* _Records shown_:
Content starts
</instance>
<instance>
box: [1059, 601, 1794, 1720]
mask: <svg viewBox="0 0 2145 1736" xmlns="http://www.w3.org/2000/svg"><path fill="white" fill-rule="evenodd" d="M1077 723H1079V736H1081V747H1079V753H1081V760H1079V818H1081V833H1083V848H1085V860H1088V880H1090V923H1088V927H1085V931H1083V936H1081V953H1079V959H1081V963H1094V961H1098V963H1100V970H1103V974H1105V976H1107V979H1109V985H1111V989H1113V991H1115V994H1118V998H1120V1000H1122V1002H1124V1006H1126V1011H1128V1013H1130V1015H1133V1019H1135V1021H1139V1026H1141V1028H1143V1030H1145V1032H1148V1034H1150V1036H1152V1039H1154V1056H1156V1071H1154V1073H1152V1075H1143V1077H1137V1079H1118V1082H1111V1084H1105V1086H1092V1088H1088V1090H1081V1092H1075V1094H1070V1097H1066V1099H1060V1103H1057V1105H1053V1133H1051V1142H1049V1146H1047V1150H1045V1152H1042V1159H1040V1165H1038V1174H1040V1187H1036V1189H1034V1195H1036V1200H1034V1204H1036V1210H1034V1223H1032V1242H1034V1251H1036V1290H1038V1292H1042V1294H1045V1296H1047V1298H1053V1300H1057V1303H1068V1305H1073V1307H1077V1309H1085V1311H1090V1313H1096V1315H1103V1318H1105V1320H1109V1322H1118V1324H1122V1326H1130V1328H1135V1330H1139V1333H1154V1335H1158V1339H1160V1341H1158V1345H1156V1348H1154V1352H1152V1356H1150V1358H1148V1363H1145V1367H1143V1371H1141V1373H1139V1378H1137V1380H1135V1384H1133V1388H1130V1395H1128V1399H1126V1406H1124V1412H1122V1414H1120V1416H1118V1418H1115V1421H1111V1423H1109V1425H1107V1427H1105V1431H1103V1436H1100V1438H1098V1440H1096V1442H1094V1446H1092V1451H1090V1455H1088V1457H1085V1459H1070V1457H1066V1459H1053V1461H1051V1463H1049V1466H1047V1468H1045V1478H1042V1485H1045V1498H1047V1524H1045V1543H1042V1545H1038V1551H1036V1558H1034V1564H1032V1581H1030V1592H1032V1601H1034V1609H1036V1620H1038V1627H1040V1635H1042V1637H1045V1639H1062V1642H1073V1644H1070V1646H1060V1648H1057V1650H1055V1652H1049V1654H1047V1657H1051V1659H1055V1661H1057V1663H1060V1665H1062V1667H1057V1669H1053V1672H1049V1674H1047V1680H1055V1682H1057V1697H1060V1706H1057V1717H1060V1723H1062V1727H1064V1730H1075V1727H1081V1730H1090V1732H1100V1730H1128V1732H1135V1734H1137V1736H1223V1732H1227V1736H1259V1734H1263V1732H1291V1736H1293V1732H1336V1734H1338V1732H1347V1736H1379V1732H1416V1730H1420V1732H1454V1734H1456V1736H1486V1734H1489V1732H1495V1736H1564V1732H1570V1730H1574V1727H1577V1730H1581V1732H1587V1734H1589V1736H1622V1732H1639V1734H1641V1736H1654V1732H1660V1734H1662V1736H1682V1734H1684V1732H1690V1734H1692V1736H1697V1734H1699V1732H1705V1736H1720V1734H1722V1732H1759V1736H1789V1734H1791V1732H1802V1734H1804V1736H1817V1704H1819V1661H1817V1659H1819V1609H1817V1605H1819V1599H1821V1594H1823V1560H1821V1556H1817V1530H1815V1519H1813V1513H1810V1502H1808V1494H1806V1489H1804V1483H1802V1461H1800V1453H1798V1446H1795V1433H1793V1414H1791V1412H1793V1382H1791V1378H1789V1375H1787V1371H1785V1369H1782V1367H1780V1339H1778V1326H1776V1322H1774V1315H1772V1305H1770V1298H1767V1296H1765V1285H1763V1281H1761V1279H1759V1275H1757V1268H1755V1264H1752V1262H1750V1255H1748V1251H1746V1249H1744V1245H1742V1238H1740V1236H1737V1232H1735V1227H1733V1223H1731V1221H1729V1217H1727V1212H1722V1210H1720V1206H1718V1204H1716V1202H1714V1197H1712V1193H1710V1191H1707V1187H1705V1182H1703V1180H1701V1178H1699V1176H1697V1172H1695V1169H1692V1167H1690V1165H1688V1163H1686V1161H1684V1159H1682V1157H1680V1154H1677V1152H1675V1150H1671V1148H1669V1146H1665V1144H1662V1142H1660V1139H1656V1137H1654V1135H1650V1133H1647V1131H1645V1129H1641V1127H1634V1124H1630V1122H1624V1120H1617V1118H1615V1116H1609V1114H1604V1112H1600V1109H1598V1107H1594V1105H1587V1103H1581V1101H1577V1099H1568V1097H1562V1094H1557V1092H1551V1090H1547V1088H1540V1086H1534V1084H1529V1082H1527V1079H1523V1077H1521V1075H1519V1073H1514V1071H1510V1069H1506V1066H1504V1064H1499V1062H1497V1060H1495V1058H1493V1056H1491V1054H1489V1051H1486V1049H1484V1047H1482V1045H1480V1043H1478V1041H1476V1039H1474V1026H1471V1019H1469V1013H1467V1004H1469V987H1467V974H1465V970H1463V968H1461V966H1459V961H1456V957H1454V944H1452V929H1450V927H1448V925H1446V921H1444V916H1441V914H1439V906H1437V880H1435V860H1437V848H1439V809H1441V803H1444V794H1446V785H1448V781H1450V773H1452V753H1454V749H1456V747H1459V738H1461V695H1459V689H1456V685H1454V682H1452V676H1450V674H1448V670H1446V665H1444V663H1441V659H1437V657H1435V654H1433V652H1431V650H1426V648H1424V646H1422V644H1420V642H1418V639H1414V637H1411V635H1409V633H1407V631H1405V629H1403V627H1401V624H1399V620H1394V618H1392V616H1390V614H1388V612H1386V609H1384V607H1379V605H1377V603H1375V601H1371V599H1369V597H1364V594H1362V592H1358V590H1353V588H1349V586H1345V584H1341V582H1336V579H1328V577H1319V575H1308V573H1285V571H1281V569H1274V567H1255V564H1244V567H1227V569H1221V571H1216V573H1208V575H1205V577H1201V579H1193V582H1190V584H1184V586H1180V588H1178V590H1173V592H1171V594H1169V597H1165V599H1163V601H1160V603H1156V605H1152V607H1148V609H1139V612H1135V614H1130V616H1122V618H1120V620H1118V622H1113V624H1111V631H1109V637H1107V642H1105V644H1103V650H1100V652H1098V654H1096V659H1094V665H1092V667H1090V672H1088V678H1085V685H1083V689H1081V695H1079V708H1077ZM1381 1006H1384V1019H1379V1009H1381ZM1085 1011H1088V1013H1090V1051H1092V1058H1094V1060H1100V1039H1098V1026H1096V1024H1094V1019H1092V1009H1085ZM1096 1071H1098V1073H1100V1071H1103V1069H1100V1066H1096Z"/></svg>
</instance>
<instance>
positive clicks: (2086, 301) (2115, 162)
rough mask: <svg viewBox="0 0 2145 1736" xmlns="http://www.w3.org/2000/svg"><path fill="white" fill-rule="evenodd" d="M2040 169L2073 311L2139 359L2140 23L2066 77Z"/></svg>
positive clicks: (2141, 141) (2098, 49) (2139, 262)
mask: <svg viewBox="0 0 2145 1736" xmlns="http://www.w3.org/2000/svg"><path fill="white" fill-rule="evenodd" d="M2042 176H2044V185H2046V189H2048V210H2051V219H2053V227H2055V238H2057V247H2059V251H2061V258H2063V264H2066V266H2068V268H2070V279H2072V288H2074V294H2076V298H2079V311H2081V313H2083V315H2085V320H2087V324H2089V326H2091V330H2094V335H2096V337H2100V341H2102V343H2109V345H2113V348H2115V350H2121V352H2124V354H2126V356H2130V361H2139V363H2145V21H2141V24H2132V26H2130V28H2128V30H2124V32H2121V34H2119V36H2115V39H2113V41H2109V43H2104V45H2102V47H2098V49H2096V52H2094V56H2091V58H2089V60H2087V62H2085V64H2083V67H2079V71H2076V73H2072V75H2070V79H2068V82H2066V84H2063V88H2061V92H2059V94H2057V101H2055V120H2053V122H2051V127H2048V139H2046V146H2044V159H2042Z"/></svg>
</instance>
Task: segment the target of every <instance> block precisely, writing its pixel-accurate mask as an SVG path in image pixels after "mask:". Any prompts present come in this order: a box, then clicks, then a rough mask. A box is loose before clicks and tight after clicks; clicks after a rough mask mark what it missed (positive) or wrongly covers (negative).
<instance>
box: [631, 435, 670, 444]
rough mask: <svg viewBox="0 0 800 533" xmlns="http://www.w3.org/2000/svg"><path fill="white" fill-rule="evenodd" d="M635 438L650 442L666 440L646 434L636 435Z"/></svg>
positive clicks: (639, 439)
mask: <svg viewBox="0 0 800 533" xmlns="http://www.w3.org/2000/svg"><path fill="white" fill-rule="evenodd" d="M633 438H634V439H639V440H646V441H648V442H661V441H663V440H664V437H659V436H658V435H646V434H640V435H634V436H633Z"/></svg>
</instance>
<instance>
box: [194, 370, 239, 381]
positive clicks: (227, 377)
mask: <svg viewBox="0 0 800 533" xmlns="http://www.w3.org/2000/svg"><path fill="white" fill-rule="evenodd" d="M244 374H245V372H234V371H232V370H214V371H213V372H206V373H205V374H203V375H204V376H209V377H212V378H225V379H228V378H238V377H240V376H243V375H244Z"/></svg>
Content ends
* _Goal of the exercise_: In the material above, find each line that contains the word "rough", and select it.

* _Worked solution_:
rough mask: <svg viewBox="0 0 2145 1736" xmlns="http://www.w3.org/2000/svg"><path fill="white" fill-rule="evenodd" d="M2040 169L2073 311L2139 359L2140 23L2066 77Z"/></svg>
Task: segment the target of every <instance> block precisely, writing its pixel-accurate mask as an SVG path in image pixels after "mask:". Any prompts present come in this order: a box, then clicks, then a rough mask. A box is loose before clicks and tight after clicks; clicks after a rough mask mark what it missed (positive) or wrongly covers (negative).
rough mask: <svg viewBox="0 0 800 533" xmlns="http://www.w3.org/2000/svg"><path fill="white" fill-rule="evenodd" d="M635 438L650 442L666 440L646 434L636 435Z"/></svg>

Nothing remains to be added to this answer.